◆ THE TASK ◆
Write out, word for word, the line that contains "In this exercise you will indicate the grey" and each line after it down to the last line of the data below. Include nothing more.

◆ Photo-based referring expression data ◆
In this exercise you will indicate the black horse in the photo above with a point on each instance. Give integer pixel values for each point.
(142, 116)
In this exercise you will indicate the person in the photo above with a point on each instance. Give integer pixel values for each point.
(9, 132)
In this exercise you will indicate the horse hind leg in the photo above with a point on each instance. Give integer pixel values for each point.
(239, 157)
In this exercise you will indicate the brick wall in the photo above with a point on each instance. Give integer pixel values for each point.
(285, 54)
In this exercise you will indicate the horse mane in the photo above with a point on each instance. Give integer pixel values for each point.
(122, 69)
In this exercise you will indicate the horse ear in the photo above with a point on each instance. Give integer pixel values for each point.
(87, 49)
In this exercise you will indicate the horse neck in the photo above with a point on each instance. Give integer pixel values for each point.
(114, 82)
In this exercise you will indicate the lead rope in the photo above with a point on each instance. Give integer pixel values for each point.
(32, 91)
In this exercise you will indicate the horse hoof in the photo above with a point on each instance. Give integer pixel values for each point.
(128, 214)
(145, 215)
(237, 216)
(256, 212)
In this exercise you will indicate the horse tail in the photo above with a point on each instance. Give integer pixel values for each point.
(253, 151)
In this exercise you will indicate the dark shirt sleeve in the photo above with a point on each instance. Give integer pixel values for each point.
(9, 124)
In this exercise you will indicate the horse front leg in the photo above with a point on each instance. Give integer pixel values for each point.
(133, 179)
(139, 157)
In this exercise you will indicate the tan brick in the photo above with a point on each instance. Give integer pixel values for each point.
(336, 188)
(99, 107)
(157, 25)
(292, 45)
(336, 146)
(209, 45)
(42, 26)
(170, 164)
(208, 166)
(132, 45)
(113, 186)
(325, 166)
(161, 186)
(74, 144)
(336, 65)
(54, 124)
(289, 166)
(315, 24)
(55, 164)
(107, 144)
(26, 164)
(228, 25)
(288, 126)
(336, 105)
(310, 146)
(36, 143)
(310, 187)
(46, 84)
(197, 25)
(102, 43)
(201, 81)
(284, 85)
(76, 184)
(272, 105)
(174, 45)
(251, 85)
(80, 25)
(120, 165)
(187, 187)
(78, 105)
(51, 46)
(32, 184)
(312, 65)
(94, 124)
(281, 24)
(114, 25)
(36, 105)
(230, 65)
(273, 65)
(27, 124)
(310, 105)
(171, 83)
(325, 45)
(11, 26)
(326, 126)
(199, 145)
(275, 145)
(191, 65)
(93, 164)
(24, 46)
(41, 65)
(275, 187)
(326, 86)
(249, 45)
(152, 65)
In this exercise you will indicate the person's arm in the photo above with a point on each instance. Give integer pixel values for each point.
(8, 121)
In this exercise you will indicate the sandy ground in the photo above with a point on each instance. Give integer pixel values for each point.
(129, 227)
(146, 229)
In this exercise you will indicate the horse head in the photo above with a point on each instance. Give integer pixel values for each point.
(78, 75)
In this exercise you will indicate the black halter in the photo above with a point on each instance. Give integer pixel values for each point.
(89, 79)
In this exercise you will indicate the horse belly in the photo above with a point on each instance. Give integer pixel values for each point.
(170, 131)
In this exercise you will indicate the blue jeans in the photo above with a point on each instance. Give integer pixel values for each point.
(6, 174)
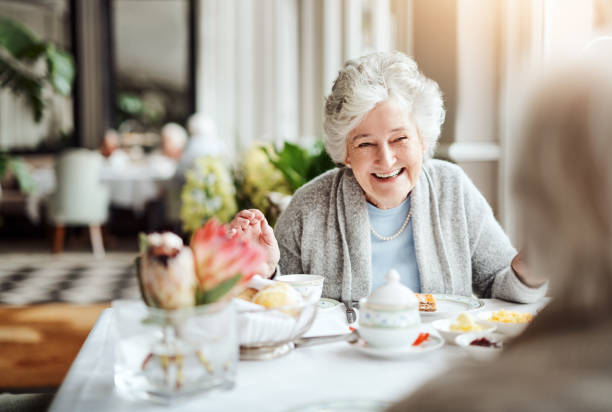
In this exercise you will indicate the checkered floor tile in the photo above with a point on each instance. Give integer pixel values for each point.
(74, 278)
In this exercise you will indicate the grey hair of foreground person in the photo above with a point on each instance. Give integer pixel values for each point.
(563, 185)
(364, 82)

◆ ANSWER ◆
In this exercise you will indicate the grey hair of foreground person in the photo above with a point on each instance. Give integer pixel values for each point.
(563, 185)
(364, 82)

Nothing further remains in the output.